= Beginning of Section =

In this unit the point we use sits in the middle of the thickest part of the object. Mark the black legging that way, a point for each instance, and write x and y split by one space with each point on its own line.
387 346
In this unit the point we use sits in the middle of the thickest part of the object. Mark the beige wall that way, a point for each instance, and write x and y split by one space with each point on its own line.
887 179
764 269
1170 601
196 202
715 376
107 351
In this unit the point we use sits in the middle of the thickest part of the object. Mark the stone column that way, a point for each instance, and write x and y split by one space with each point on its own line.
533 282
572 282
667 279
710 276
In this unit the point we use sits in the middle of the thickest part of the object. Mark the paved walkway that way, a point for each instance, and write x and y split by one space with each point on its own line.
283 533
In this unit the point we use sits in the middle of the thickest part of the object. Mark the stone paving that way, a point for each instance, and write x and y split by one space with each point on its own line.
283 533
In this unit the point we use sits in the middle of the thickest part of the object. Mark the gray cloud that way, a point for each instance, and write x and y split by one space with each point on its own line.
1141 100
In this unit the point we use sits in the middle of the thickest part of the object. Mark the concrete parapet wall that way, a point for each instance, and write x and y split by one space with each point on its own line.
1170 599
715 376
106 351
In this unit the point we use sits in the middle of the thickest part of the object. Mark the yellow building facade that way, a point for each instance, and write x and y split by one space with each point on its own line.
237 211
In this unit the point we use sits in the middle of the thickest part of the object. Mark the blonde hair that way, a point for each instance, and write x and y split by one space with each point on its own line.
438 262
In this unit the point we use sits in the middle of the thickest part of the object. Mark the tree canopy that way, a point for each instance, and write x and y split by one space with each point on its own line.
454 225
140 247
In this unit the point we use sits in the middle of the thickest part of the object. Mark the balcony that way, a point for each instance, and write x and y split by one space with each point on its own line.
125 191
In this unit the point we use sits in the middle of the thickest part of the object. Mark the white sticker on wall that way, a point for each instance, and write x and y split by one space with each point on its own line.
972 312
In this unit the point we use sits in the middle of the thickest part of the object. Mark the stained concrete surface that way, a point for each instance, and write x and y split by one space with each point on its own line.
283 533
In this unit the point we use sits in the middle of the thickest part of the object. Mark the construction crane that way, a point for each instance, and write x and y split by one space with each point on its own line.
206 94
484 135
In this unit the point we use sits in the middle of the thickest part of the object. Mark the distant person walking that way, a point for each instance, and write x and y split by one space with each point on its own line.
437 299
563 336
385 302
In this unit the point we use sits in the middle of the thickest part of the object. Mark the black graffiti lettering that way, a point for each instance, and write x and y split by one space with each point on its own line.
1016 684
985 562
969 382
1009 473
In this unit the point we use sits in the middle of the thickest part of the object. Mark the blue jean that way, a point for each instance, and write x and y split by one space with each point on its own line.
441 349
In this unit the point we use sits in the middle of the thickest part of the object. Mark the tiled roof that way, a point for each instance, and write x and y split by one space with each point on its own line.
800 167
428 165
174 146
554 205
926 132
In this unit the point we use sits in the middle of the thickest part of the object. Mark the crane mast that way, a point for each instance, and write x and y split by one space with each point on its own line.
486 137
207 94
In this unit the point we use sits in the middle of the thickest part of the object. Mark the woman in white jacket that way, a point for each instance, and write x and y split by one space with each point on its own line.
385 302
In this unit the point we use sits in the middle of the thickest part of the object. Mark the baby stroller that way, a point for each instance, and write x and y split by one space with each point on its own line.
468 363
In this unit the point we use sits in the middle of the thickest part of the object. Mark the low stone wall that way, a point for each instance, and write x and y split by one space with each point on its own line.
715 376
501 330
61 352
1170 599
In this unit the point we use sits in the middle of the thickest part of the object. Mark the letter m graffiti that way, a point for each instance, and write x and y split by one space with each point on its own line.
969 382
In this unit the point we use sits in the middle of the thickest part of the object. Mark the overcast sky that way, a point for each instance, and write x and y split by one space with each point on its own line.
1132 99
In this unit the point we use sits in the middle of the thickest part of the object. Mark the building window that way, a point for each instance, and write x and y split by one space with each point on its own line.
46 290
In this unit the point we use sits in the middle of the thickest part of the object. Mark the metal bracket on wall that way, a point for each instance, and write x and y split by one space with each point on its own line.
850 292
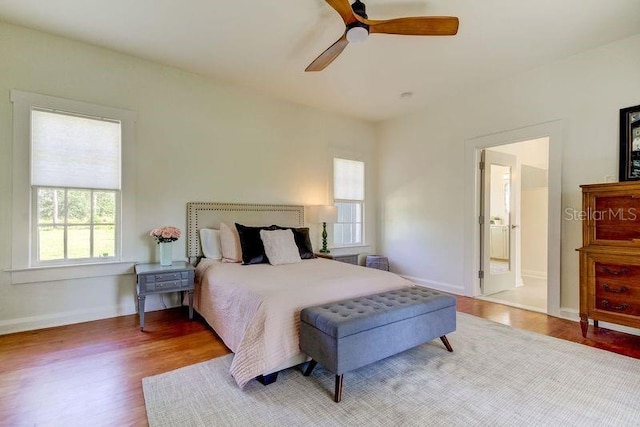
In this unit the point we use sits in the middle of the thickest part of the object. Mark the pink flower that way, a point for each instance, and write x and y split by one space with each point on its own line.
165 234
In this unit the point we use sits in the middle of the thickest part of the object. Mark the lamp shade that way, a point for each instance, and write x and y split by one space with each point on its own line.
323 213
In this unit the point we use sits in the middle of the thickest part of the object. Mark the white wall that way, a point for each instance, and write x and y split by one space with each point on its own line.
196 140
421 156
533 220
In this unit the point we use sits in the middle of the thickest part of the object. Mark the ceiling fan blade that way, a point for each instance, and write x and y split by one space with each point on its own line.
414 26
329 55
343 7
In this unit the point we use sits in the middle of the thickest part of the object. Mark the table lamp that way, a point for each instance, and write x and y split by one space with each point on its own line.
324 214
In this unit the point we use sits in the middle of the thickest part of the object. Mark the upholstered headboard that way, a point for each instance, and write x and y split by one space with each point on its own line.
211 214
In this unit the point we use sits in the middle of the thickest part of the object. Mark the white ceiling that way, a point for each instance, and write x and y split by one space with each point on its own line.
266 44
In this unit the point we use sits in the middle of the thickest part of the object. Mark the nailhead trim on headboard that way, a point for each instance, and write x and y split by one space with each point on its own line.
201 214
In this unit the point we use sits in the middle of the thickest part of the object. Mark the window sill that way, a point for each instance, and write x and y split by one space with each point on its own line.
69 272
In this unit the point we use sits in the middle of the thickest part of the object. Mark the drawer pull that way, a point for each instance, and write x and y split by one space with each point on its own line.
620 307
616 272
619 290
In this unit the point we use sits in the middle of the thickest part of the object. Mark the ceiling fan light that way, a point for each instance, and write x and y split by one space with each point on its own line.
357 34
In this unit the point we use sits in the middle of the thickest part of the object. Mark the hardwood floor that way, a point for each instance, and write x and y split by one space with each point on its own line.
90 373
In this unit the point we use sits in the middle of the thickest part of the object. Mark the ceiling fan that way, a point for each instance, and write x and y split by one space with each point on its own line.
358 28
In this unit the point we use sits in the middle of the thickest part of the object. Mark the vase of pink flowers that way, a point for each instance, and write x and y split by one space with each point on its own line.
165 236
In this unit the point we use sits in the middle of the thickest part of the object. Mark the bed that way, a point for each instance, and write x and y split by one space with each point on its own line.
255 308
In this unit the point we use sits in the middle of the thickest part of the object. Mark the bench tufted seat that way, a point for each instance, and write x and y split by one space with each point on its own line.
352 333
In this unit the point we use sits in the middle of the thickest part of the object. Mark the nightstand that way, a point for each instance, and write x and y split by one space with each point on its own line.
347 258
157 279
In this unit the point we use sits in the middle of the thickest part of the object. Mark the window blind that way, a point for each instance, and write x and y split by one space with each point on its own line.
348 182
74 151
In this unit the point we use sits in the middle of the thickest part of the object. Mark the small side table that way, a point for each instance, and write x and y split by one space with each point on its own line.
347 258
157 279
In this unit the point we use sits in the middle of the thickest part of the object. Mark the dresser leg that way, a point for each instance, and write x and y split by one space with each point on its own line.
584 324
190 304
141 311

= End of Section =

[WHAT IS REQUIRED]
Write out the full listing verbatim, excluding its pictures.

[YOUR RESPONSE]
In this unit the point we use sits in the middle of the thickest part of the object. Mark the black legging that way, a point for each instance, and write x and y split by one space with each point on its own line.
387 346
In this unit the point we use sits in the middle of the thickest part of the object. Mark the beige wall that way, a point for each instance, and write x and y split by one space with each point on its own line.
887 179
764 269
1170 601
196 202
715 376
107 351
In this unit the point we use sits in the middle of the thickest part of the object. Mark the stone column that way, a point for each instance, and write x and y split by one space with each point on its own line.
533 282
572 282
667 279
710 276
In this unit the point we use sits in the middle of the thickest part of the object. Mark the paved walkway that way, a point for each instance, and write x and y split by one space with each point on its own line.
283 533
In this unit the point we use sits in the middle of the thickest part of the object. Mark the stone paving that way, a point for each instance, and write x and y split by one space with each point on its own line.
283 533
In this unit the point we use sits in the middle of the thickest part of the object. Mark the gray cloud that way, a point for each instance, and write x and y split by one space with each point on its own line.
1141 100
In this unit the point we use sits in the middle of the thickest part of the object. Mark the concrete parapet wall that way, a point for each instance, and write x and y split by one space with each point on its own line.
1170 599
715 376
106 351
In this unit the point we use sits in the middle of the thickest part of the object. Mark the yellow building facade that way, a point for each instance, and write x and y split by one space with each point on its own line.
237 211
In this unit the point we use sits in the middle of the thickest part of the object. Mark the blonde hair that way, a point for each instance, and write x and y split by one space with each point on its own line.
438 262
In this unit the point we use sits in the middle of the thickest part of the object. Mark the tree canopy that way, a point for each instance, and write x and y split by one space with each point on its own line.
454 225
140 247
In this unit the point we use sits in the middle of the thickest part of the object. Mark the balcony that way, a point for each instance, and write x and y split by one space with each point on its own line.
125 191
In this unit the point we use sits in the middle of the thickest part of the object. Mark the white sticker on wall that way, a point for each instance, and write x and y split by one space with each point on its own line.
972 312
In this unit the point we use sits in the middle of the thickest part of the object. Mark the stained concrete surface that way, a point for each instance, and write x and y split by one space with each point on its own line.
283 533
In this unit the point we use sits in the middle of the thickest part of the object. Mark the construction crane that way, a point for each instance, and write x and y split by one space with each point on its own line.
206 94
484 135
In this unit the point we use sits in the middle of the thickest part of the object. Mark the distant person walking that way, a point for each instance, and write x and y split by one space with each point on its own line.
437 299
563 336
385 302
In this unit the point we use sits in the middle of the thickest part of the object. Mark the black graffiti lettering that way, a point for each instance, and write x and y split by one space with each point on its own line.
1016 684
985 562
969 382
1009 473
In this unit the point we use sits in the middle of the thickest part of the object. Mark the blue jean that way, a point for each instance, and write x and y split by one space with each point on its own line.
441 349
In this unit the point we use sits in the middle of the thickest part of the object. Mark the tiled roof that way, a point for each instance, and write x and y split by one space with each point on its own line.
800 167
428 165
174 146
554 205
926 132
In this unit the point we use sits in the middle of the thickest part of the object. Mark the crane mast that way, a point for each instance, and write x and y split by one space with each point on its own line.
486 137
207 94
In this unit the point we use sits in the middle of the thickest part of the object. Mark the woman in white jacket that way, a point for each instance, and write x and y split by one space with each point on its own line.
385 302
In this unit the point we use sits in the middle of the thickest part of the object. Mark the baby stroller that way, a point for each instance, and write x and y split by one space with each point on its own line.
468 363
In this unit the point we use sits in the middle of the thickest part of the object. Mark the low stone wall that way, a point for each instance, and write x and y split by one space with each point on its own line.
715 376
501 330
61 352
1170 599
In this unit the point we use sits in the middle of the thickest part of the object. Mark the letter m graffiti that way, a point for each instance, and write x and y split by one space with each point on its own line.
969 382
In this unit the point we use sits in the middle of the thickest part of the object. Mark the overcast sky that way, a point for each instance, and write x and y split by one space with each point on its own line.
1132 99
In this unit the point we use sits in the middle of the thickest part of the object. Mark the building window that way, a point for each instance, and write x and y split by one space with each point on its own line.
46 290
In this unit the point we use sits in the middle of the thickest part of the object. Mark the metal bracket on wall that way, a point for each instance, and write x and y split by one space with each point on its own line.
850 292
In this unit the point we use sits in the middle of the thickest part of the object. Mark the pink flower that way, a point for each instance, and write x and y split by one space with each point on its own line.
165 234
In this unit the point we use sits in the middle of the thickest part of the object. Mark the lamp shade that way, a point for each instance, and write x and y split by one space with each point on its own line.
323 213
In this unit the point we use sits in the middle of the thickest part of the object. Mark the white wall that way, a point for each instance, and write x and y split by one space with each point on its own line.
196 140
421 156
533 220
In this unit the point we use sits in the middle of the thickest part of the object. Mark the ceiling fan blade that way, a point for each instance, and write x and y split by one space with each point on its own line.
414 26
329 55
343 7
In this unit the point we use sits in the middle of the thickest part of the object. Mark the table lamp that way, a point for each instance, and write x and y split by one space with each point on its own line.
324 214
In this unit the point we use sits in the middle of the thickest part of the object. Mark the upholstered headboard that way, a point for each instance, and write x and y split by one space with each point on its own line.
211 214
In this unit the point we use sits in the middle of the thickest part of the object. Mark the white ceiling that way, a point for each instance, and write x and y split by one space with each point on its own line.
266 44
In this unit the point we use sits in the middle of the thickest part of the object. Mark the nailhead trim on headboard that way, a point for each instance, and write x and y split by one space with each point on its own line.
201 214
In this unit the point we use sits in the middle of the thickest part of the object. Mark the window sill that way, a point for each instance, and write x and y split by one space with each point on its own line.
69 272
In this unit the point we use sits in the middle of the thickest part of the object. Mark the drawer pull that way, a point for each instance, and write x and y split by one space with each point on its own line.
620 307
616 272
619 290
In this unit the point we use sits in the middle of the thickest part of the object. Mark the ceiling fan light that way, a point for each instance, and write x and y split by one space with each point on its own line.
357 34
In this unit the point we use sits in the middle of the thickest part of the object. Mark the hardwood floor that way, a point for each instance, and write x and y split by one space with each point on its own line.
90 373
In this unit the point we use sits in the middle of the thickest part of the object. Mark the ceiling fan that way, a point for each instance, and write x and y split by one space with each point on its own line.
358 28
In this unit the point we use sits in the middle of the thickest part of the object. Mark the vase of pink flowers that way, a point for each instance, and write x and y split by one space with each point on its own line.
165 236
In this unit the point we use sits in the middle of the thickest part of the object. Mark the bed that way, a point for each instance, and write x and y split by one space with each point on its own line.
255 308
In this unit the point we use sits in the middle of the thickest part of the object. Mark the bench tufted seat that way, a point for each instance, and write x and y split by one space with each point on its own line.
352 333
In this unit the point we use sits in the middle of the thickest part of the object. Mark the nightstand that way, a point for each instance, and write x and y split by one space with each point on its own line.
347 258
157 279
In this unit the point we use sits in the middle of the thickest part of the object. Mark the window blind that way, a point for each instance, and write x and y split by one space with each point on its own line.
348 182
74 151
In this unit the point we use sits in the middle of the thickest part of the object. Mark the small side table that way, a point for each instance, and write x and y split by one space with each point on its own line.
347 258
157 279
In this unit the point we use sits in the middle of the thickest part of the object. Mark the dresser leg that way, a point for each instance, and write x and y split by one space with each point on its own line.
584 324
190 304
141 311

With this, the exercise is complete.